**AIM OF THE TASK**: Rewrite every entry below, replacing "digital display screen" with "electronic display screen" wherever it occurs and leaving everything else unchanged.

------------------------------------------------------------------------

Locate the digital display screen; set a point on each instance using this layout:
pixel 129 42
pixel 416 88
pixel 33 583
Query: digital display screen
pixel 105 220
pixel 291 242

------------------------------------------------------------------------

**SOLUTION BELOW**:
Locate the electronic display screen; set a point on each instance using this layout:
pixel 129 42
pixel 416 88
pixel 33 583
Query: electronic display screen
pixel 105 220
pixel 291 242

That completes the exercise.